(SHORT EXERCISE) Extract each line of the data below that contains the word "dark" and copy it in full.

(Data items)
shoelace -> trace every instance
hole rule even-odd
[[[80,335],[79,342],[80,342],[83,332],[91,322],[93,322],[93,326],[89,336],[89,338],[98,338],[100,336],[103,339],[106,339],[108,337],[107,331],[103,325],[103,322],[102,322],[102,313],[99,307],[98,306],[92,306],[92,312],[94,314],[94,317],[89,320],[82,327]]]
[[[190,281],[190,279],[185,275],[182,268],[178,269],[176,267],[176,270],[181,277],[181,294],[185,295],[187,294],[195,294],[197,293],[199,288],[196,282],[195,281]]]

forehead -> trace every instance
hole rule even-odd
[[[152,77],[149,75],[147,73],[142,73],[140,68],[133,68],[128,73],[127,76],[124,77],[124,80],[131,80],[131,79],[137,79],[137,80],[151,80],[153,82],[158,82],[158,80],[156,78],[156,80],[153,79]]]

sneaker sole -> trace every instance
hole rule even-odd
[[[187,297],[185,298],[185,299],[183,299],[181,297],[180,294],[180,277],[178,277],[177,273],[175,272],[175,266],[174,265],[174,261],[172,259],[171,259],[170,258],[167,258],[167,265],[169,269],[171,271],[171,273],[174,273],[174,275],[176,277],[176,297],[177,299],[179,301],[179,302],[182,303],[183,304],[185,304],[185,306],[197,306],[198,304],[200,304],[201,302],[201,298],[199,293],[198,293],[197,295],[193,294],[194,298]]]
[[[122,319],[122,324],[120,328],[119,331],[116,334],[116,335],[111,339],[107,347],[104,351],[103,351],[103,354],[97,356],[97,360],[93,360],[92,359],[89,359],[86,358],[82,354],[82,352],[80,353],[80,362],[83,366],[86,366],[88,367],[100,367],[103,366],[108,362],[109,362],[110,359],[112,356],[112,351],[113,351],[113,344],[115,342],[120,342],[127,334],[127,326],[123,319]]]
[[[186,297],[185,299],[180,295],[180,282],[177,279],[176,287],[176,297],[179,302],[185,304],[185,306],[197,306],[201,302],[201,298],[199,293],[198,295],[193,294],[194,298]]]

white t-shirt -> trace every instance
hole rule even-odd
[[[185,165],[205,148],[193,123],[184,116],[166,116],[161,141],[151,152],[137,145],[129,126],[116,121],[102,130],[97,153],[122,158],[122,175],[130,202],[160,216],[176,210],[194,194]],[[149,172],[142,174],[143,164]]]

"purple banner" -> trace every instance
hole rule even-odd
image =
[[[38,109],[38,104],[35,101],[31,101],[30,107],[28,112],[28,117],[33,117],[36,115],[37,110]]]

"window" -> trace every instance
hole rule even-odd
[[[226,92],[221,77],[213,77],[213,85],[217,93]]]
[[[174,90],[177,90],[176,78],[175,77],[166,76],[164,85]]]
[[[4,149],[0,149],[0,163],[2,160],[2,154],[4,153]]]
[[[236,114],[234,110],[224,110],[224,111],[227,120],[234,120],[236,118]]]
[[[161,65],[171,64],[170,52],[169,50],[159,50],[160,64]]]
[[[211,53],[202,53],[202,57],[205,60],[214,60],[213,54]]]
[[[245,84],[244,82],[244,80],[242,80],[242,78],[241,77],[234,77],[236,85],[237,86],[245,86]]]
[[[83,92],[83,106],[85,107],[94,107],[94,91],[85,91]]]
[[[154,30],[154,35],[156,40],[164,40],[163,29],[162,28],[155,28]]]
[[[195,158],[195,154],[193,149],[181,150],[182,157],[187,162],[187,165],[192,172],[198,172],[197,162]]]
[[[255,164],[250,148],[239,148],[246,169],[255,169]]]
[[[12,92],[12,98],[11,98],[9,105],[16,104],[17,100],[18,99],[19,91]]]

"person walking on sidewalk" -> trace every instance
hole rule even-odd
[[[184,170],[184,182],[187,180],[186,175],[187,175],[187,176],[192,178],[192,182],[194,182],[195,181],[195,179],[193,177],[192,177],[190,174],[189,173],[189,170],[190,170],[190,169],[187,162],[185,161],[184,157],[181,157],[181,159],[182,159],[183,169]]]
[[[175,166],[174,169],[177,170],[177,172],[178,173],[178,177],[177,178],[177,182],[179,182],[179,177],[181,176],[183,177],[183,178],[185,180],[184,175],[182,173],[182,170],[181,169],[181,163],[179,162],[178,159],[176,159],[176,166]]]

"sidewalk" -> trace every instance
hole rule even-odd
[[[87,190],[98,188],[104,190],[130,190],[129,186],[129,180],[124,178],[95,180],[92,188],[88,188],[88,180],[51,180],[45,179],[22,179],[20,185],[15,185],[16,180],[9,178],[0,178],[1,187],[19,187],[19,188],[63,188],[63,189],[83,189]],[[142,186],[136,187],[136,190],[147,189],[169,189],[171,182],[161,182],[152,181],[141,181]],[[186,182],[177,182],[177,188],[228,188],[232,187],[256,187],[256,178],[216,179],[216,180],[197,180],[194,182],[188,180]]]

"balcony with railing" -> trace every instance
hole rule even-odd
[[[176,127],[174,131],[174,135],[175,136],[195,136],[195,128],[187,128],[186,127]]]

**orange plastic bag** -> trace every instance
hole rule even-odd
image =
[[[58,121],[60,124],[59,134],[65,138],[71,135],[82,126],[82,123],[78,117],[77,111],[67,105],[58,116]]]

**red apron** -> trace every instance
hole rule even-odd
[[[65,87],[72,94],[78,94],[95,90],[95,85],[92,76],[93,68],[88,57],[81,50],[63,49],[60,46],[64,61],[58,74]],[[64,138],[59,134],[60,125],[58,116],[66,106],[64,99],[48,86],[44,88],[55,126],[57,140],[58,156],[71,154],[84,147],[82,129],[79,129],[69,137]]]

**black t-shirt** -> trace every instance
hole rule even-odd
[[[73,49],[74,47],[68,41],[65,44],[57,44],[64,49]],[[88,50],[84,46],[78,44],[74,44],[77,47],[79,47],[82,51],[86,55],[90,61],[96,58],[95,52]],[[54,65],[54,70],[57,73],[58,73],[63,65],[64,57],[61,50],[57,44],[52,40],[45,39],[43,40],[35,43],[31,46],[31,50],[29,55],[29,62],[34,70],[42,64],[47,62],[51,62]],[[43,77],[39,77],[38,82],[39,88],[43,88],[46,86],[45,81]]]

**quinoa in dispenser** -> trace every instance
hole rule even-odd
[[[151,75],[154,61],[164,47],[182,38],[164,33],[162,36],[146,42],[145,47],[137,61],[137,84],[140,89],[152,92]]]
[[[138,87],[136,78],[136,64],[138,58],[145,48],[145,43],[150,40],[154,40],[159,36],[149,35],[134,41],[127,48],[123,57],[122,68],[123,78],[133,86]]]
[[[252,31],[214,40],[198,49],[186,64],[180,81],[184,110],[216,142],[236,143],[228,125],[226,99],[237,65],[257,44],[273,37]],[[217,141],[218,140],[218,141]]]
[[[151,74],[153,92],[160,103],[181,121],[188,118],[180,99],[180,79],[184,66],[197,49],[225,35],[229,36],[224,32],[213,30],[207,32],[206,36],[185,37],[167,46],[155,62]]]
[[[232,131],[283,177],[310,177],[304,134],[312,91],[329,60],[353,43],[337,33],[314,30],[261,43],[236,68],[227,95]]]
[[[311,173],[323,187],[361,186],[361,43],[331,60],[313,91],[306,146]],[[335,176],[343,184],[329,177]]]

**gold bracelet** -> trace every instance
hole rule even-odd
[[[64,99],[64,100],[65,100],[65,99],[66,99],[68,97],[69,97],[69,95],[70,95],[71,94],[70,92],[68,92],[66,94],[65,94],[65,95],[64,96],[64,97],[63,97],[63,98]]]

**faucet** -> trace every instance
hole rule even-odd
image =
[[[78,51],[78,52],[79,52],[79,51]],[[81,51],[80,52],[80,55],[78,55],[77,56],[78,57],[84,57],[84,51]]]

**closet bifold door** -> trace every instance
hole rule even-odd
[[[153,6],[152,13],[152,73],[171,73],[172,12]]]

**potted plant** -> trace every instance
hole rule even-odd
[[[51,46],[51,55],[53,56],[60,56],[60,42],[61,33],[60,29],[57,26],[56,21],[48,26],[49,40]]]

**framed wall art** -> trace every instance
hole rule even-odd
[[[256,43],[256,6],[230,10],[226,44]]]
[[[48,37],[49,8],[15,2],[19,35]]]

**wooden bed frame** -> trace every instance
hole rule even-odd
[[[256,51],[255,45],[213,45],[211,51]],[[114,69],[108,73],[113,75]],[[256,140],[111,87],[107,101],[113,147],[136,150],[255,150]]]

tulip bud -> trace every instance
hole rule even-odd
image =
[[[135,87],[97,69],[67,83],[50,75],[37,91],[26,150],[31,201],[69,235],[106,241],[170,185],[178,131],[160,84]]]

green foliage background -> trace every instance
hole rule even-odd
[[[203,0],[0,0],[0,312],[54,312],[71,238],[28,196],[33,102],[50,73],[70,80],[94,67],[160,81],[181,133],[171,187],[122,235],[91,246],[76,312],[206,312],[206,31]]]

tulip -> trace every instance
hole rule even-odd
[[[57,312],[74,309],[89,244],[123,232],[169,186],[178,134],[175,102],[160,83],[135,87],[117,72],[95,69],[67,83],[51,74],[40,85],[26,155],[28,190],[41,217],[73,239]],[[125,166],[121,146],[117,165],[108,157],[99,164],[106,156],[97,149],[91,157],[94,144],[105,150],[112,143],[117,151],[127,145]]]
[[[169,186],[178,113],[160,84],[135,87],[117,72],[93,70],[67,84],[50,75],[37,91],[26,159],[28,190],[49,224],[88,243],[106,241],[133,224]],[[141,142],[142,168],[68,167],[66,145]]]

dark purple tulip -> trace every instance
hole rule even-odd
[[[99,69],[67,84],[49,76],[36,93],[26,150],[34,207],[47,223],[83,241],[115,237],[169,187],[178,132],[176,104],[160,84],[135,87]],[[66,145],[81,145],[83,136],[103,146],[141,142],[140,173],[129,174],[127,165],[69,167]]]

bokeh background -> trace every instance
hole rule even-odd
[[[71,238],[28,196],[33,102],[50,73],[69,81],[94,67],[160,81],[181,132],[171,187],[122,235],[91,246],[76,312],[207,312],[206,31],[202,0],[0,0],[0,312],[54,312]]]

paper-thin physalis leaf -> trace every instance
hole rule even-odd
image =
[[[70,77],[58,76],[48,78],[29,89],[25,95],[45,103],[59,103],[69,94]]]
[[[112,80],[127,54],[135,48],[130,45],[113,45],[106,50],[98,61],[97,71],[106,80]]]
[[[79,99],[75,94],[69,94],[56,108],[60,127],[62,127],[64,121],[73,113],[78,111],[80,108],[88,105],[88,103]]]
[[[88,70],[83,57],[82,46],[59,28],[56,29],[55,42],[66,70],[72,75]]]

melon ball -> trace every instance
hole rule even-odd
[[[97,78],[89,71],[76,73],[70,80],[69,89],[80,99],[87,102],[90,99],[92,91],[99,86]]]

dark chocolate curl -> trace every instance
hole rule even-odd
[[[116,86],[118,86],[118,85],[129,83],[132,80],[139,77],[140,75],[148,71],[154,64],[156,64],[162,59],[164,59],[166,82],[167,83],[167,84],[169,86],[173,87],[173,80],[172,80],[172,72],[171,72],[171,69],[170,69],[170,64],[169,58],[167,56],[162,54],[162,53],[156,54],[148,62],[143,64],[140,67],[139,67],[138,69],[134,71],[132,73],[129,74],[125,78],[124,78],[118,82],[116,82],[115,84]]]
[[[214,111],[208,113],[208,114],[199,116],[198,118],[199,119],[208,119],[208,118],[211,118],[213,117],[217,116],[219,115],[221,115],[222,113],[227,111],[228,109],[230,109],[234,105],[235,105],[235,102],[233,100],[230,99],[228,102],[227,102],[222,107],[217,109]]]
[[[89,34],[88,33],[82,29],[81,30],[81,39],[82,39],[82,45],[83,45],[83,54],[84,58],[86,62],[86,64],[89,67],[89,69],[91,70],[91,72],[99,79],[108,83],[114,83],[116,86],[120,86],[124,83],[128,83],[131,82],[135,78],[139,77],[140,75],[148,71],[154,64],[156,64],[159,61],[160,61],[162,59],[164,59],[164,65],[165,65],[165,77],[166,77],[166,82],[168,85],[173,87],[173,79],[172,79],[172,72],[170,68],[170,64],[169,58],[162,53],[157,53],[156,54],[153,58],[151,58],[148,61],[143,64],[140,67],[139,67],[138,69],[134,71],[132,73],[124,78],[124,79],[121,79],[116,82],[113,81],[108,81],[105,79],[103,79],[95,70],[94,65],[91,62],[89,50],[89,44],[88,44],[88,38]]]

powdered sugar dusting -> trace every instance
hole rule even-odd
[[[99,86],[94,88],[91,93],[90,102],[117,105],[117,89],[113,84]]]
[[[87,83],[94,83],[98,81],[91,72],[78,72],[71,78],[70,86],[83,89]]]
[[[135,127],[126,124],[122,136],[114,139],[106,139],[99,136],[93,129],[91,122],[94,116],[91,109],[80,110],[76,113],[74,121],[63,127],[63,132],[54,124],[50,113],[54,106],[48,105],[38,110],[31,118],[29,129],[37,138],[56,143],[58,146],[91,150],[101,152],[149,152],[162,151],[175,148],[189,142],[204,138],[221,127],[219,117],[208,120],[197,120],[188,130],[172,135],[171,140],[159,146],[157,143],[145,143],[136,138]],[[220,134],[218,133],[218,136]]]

(FINISHED TASK)
dark purple tulip -> trace every instance
dark chocolate curl -> trace every instance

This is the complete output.